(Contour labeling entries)
-------

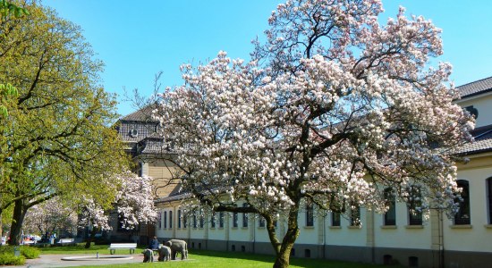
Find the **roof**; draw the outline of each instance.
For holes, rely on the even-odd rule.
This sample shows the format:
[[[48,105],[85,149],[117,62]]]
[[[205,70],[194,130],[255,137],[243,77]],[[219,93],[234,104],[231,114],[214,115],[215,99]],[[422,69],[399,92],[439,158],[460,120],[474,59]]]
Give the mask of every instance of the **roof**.
[[[492,91],[492,77],[457,87],[462,98]]]
[[[460,150],[460,155],[474,155],[492,151],[492,125],[477,128],[471,131],[474,142],[465,144]]]
[[[165,202],[173,202],[179,201],[191,197],[191,193],[174,193],[167,196],[165,197],[155,199],[155,203],[165,203]]]
[[[152,119],[152,111],[157,107],[157,104],[147,105],[120,119],[120,121],[156,121]]]

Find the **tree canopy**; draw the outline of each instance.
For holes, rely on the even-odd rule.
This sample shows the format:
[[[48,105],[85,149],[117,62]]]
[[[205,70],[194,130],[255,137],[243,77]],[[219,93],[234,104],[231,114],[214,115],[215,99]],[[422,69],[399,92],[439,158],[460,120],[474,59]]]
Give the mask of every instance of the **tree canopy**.
[[[108,207],[115,192],[106,186],[128,168],[115,97],[99,86],[103,64],[80,28],[36,2],[25,8],[29,19],[0,22],[0,81],[19,93],[5,104],[0,142],[0,214],[13,205],[13,243],[27,210],[55,196]]]
[[[265,218],[275,267],[289,264],[301,204],[383,212],[386,189],[407,202],[419,188],[420,209],[456,209],[452,153],[474,123],[452,104],[451,65],[428,67],[441,30],[403,8],[381,25],[382,10],[377,0],[287,1],[250,61],[220,52],[184,65],[184,84],[160,96],[155,118],[183,190],[215,211]]]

-------

### Exercise description
Rewrite every entry above with "sample" changed to "example" and everything else kept the same. Leave the pictures out.

### Complete output
Find the **roof**; draw the outline of each instance.
For holes, rely on the even-odd rule.
This example shows the format:
[[[48,105],[85,149],[117,62]]]
[[[205,70],[194,130],[255,137],[243,77]],[[219,93],[234,104],[231,114],[214,115],[215,99]],[[422,69],[399,92],[439,158],[460,120],[474,59]]]
Give the mask of every instance of the **roof**.
[[[492,91],[492,77],[457,87],[462,98]]]
[[[460,150],[460,155],[474,155],[492,151],[492,125],[477,128],[471,131],[474,142],[465,144]]]
[[[165,202],[173,202],[179,201],[191,197],[191,193],[174,193],[167,196],[165,197],[155,199],[155,203],[165,203]]]
[[[152,119],[152,111],[157,107],[157,104],[147,105],[120,119],[120,121],[156,121]]]

Find the **tree canopy**; draw the outline of each instance.
For holes, rely on the even-odd rule.
This example shows the format:
[[[48,105],[85,149],[117,62]]]
[[[205,70],[194,130],[255,137],[243,77]],[[219,93],[234,104],[231,114],[214,115],[215,99]],[[422,69],[399,92],[439,158],[460,120],[474,59]]]
Give the mask of every instance of the **tree canopy**.
[[[108,207],[115,192],[106,186],[128,168],[115,97],[99,86],[103,64],[80,28],[36,2],[25,8],[29,19],[0,22],[0,81],[19,93],[5,104],[0,142],[0,214],[13,205],[13,243],[27,210],[55,196]]]
[[[265,218],[275,267],[289,264],[301,204],[383,212],[386,189],[407,202],[419,188],[420,209],[456,209],[452,153],[474,123],[452,104],[451,65],[428,67],[441,30],[403,8],[381,25],[382,10],[377,0],[287,1],[250,61],[220,52],[184,65],[184,84],[160,96],[155,118],[183,190],[215,211]]]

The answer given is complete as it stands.